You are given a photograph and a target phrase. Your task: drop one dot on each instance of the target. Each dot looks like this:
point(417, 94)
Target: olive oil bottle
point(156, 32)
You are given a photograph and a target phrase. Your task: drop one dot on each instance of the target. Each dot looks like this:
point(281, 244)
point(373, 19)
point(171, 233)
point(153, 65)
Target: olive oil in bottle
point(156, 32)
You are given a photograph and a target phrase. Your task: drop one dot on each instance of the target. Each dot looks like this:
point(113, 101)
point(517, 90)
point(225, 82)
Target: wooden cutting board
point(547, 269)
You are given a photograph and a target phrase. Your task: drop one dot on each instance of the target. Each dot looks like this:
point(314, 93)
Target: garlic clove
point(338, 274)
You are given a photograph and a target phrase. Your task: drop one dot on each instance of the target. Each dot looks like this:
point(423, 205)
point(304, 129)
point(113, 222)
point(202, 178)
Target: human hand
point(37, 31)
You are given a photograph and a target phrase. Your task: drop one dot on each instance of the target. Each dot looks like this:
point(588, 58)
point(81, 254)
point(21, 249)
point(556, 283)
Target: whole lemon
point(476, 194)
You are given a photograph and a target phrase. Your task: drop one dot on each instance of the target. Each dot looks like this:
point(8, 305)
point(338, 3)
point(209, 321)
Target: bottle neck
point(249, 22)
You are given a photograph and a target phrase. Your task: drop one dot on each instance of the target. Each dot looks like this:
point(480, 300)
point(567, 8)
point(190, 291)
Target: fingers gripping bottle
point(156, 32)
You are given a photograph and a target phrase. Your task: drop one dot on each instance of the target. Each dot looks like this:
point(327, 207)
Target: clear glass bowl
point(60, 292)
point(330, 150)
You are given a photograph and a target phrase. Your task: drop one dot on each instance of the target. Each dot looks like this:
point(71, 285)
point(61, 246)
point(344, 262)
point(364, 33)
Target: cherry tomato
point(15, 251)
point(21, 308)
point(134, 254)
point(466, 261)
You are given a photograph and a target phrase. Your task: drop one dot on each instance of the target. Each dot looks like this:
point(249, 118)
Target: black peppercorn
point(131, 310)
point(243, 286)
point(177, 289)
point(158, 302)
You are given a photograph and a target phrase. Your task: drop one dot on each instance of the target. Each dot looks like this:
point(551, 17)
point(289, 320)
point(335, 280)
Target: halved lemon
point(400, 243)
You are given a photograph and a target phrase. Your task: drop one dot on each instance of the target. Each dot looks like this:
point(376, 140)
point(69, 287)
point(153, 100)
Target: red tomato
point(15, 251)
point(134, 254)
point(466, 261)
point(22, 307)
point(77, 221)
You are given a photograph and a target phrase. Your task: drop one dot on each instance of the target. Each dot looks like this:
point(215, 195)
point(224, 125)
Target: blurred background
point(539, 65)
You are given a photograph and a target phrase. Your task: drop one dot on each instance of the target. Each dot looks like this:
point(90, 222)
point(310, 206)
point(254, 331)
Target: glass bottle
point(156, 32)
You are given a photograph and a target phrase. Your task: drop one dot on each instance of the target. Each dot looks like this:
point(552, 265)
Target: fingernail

==

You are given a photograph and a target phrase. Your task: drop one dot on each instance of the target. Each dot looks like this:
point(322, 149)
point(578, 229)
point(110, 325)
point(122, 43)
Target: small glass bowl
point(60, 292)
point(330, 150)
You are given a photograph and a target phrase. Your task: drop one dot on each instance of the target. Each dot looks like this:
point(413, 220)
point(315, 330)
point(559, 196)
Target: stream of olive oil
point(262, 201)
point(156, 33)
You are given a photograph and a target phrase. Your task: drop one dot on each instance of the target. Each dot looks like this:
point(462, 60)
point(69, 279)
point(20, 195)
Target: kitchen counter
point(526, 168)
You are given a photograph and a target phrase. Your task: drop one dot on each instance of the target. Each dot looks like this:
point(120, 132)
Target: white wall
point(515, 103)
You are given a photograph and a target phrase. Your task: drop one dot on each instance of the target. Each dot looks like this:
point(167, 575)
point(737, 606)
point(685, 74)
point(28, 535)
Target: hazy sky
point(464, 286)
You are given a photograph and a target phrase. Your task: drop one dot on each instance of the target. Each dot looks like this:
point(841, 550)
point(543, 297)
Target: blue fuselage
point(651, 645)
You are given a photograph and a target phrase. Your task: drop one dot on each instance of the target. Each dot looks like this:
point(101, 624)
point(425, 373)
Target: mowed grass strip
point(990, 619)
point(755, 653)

...

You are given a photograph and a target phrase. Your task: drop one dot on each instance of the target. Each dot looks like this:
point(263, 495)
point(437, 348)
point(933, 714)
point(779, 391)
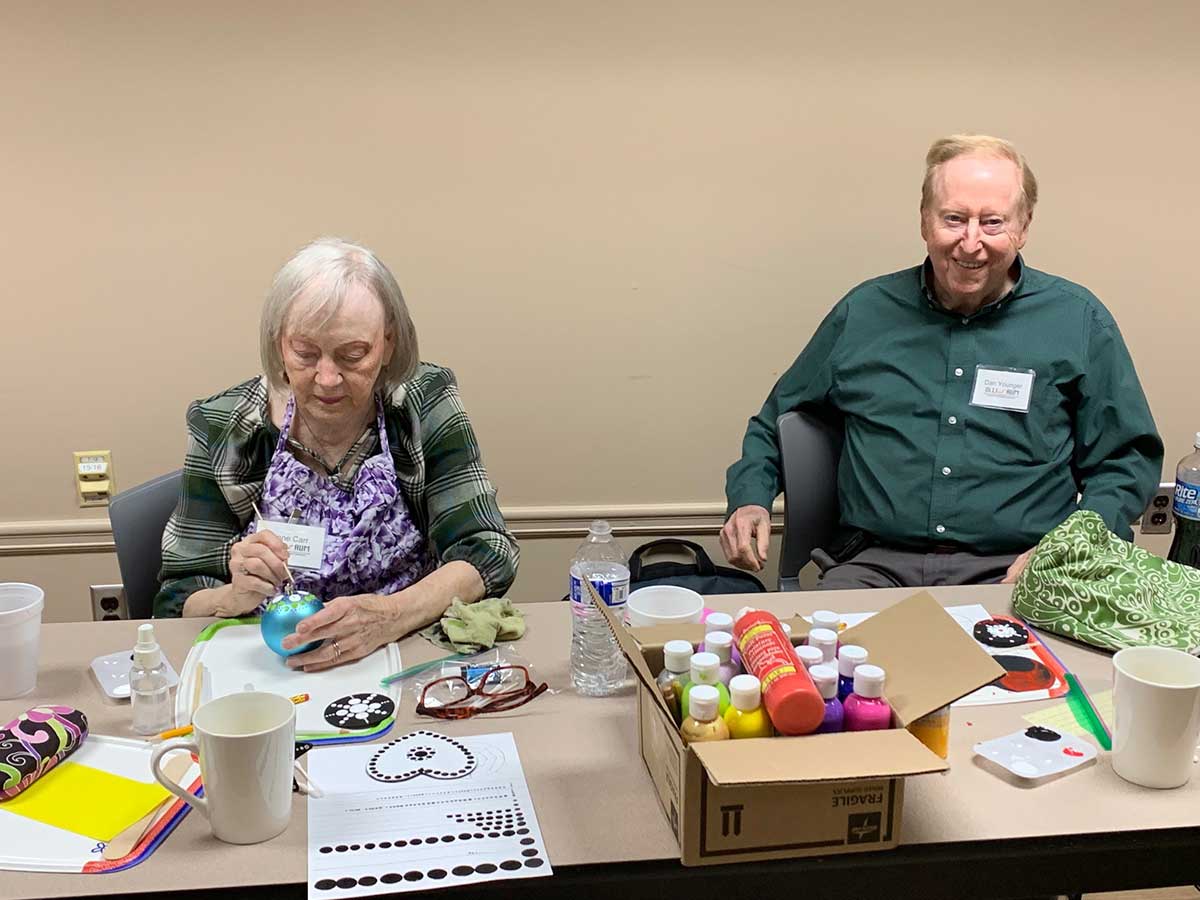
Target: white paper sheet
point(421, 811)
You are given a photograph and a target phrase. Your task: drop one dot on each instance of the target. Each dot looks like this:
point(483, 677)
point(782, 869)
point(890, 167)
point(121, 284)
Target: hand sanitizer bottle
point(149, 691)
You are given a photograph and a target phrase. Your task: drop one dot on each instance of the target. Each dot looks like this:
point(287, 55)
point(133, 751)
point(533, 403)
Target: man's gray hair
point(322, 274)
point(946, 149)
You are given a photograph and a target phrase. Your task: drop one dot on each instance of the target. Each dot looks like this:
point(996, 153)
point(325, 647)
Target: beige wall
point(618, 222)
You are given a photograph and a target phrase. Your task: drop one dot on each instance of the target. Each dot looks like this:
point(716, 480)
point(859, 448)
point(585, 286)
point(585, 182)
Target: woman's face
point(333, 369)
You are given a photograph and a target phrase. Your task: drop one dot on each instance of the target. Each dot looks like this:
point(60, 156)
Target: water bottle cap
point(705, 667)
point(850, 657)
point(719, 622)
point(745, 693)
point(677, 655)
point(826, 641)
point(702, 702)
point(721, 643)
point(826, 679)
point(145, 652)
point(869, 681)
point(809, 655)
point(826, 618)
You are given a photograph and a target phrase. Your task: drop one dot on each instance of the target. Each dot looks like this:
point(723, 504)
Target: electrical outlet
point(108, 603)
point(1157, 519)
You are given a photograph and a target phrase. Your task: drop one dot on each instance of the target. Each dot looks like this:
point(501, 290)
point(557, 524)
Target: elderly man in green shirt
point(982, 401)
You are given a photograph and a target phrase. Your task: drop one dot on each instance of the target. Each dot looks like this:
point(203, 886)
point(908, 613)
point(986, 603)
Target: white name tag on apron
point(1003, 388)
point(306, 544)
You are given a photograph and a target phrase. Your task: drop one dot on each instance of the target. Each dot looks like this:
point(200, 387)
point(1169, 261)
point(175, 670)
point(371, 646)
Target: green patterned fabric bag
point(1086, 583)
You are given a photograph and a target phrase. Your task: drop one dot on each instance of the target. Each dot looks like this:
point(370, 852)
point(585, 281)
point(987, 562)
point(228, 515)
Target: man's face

» GIVEN REQUEST:
Gather every line of the entries above that contains the string "lemon", and copy those lines out.

» CORRECT OUTPUT:
Target: whole lemon
Target: halved lemon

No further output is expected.